→ **WHAT THIS TASK INVOLVES**
How many lines of the data below contain the string "porch"? Matching is case-sensitive, and the reply should be the number alone.

Recorded data:
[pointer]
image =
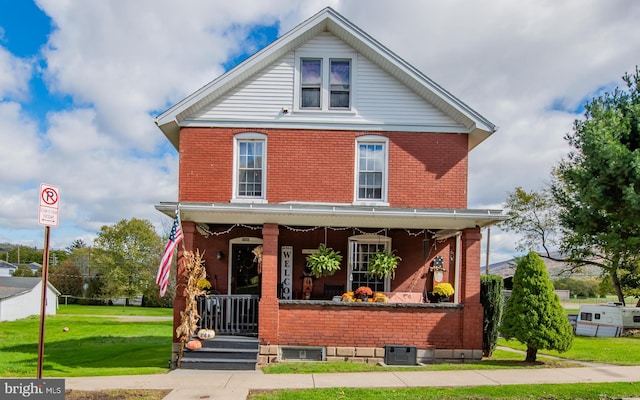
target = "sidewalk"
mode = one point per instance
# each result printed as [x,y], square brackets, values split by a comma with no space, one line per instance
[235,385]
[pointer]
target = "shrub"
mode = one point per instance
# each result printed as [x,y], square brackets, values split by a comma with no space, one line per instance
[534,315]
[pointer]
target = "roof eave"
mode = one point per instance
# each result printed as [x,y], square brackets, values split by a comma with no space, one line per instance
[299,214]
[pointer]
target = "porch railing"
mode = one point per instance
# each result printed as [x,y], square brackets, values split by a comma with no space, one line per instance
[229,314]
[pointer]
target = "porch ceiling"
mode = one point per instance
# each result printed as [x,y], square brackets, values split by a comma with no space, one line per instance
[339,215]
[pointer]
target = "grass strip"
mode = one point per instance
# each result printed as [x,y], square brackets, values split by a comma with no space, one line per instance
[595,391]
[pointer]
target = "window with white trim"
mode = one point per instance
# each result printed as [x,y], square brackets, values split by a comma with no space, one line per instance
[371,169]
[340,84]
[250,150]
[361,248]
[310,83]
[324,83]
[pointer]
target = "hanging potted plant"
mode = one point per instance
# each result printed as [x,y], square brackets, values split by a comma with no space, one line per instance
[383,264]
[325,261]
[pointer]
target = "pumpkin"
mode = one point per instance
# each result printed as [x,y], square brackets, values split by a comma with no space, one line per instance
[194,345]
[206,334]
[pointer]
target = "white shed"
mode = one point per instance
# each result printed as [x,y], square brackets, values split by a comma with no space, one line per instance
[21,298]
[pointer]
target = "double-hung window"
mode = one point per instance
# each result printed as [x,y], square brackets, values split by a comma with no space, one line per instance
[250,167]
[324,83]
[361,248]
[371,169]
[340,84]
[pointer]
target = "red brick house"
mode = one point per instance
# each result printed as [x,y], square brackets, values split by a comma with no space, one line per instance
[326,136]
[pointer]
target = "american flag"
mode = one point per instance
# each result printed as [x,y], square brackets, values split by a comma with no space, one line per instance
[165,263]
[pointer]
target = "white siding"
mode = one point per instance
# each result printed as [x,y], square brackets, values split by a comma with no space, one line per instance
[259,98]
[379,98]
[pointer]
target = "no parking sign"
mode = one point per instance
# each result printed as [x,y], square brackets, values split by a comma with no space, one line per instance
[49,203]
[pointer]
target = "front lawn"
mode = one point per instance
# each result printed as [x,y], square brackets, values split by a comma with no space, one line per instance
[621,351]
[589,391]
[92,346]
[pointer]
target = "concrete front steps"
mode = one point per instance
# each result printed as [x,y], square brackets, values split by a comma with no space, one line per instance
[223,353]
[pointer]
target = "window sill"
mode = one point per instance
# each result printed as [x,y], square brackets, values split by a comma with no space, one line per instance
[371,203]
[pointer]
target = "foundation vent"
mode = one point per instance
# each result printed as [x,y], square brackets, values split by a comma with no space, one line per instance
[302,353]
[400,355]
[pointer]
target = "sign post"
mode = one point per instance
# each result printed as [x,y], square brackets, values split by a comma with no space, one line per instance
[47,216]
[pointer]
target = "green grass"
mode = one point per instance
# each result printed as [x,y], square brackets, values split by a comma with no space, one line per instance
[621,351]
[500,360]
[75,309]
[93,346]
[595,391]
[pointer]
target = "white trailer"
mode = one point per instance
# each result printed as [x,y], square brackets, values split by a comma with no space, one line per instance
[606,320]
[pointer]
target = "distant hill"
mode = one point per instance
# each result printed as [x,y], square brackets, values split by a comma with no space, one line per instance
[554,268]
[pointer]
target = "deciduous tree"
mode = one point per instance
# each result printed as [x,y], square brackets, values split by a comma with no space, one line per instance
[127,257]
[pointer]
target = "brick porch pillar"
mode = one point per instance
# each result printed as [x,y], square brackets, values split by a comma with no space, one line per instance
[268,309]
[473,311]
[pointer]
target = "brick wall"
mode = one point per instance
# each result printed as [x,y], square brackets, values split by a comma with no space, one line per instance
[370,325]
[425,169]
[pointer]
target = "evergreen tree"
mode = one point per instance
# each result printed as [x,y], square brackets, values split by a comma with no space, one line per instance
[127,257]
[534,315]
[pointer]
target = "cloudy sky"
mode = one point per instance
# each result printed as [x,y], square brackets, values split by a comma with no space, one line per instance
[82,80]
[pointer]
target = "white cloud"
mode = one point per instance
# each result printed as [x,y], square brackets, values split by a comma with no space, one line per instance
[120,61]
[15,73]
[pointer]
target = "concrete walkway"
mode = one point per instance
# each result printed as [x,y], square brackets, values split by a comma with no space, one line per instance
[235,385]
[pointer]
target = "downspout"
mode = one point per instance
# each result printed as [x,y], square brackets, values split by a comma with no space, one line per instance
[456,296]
==
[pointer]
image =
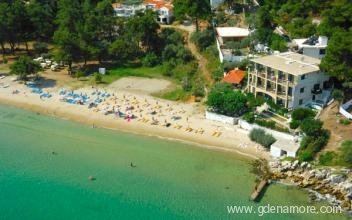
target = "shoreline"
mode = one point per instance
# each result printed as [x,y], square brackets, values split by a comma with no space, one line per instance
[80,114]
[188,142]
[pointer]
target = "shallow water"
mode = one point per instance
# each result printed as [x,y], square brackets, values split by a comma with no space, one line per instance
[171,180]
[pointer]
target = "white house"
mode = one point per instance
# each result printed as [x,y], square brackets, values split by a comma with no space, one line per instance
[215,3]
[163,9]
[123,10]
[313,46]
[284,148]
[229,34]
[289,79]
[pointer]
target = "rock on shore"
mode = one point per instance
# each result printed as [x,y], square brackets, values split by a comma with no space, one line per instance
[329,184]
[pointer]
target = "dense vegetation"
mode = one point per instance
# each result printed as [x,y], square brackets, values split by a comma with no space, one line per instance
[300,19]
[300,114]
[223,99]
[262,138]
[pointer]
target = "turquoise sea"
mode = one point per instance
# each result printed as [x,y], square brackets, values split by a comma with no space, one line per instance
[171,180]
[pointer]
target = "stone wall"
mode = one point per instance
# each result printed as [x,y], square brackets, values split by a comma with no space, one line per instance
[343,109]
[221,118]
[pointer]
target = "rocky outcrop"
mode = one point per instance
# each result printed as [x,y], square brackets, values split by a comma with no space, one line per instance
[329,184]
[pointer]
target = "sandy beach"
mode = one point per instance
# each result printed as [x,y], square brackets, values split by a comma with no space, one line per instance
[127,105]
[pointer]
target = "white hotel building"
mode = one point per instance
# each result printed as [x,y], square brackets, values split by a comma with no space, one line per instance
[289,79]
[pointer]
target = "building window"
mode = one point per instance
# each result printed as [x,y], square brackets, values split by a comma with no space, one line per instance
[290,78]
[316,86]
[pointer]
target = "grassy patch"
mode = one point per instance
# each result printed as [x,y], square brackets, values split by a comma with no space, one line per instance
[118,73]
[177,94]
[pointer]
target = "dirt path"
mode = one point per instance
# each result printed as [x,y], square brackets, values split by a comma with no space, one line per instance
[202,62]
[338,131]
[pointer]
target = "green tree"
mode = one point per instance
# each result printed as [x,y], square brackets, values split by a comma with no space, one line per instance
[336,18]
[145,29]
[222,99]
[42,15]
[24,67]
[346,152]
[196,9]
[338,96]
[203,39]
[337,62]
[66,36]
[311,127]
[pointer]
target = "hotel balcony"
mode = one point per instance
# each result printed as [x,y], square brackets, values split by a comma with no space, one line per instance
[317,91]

→ **CORRECT RESPONSE**
3